Maximizing Year-End Charitable Giving and Gifting Strategies

Maximizing Year-End Charitable Giving and Gifting Strategies

Nov 12, 2025

As the year closes, a few deliberate moves before December 31 can deliver a powerful double benefit: current-year income-tax savings and longer-term estate planning advantages. With limits resetting on January 1, this is the moment to finalize transfers, confirm paperwork, and document your gifts. A well-designed combination of family gifts and charitable contributions can lower taxable income, reduce future estate exposure, and support people and causes you value.

1) Use the 2025 Annual Gift Tax Exclusion ($19,000 per recipient)

For 2025, you may give up to $19,000 to each recipient –- children, grandchildren, or anyone else –- without using any of your lifetime federal gift and estate tax exemption or paying gift tax. Married couples can effectively double this via gift-splitting, enabling $38,000 per recipient when both spouses consent. These present-interest gifts are straightforward, and when you stay at or below the exclusion for a given recipient, a federal gift tax return is typically unnecessary.

# # # # #

> **WHAT TO DO**
1. Reproduce the passage of the year-end giving article between "As the year" and "($19,000 per recipient)", inclusive.
2. Answer these questions using the year-end giving article:
(a) On what date do the limits reset?
(b) What is the 2025 annual gift tax exclusion per recipient?
(c) What amount per recipient does gift-splitting allow a married couple when both spouses consent?

> **DATASET SECTION**
# # # # #

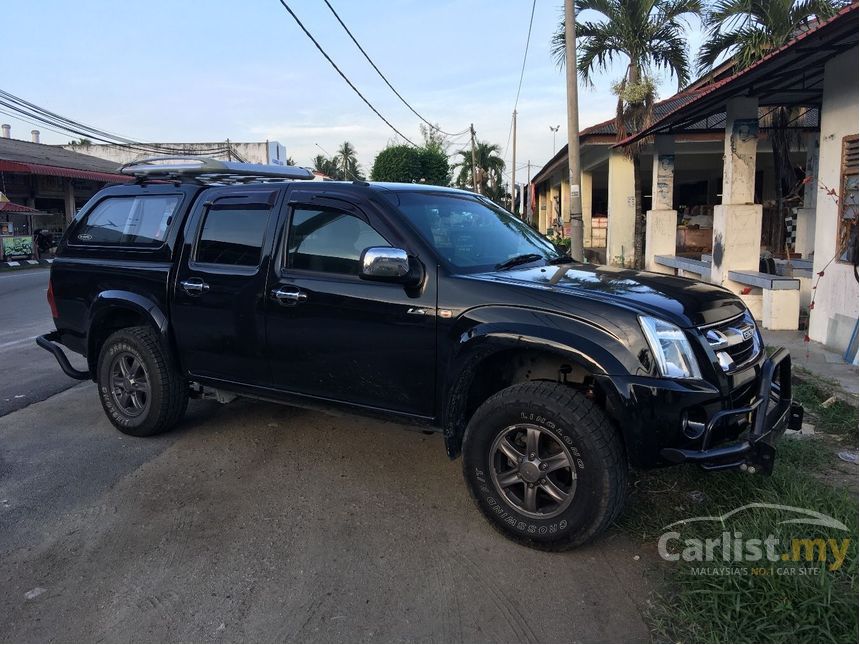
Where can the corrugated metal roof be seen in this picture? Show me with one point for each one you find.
(771, 79)
(38, 153)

# # # # #

> **FINAL RESULTS**
1.
As the year closes, a few deliberate moves before December 31 can deliver a powerful double benefit: current-year income-tax savings and longer-term estate planning advantages. With limits resetting on January 1, this is the moment to finalize transfers, confirm paperwork, and document your gifts. A well-designed combination of family gifts and charitable contributions can lower taxable income, reduce future estate exposure, and support people and causes you value.

1) Use the 2025 Annual Gift Tax Exclusion ($19,000 per recipient)

2.
(a) January 1
(b) $19,000
(c) $38,000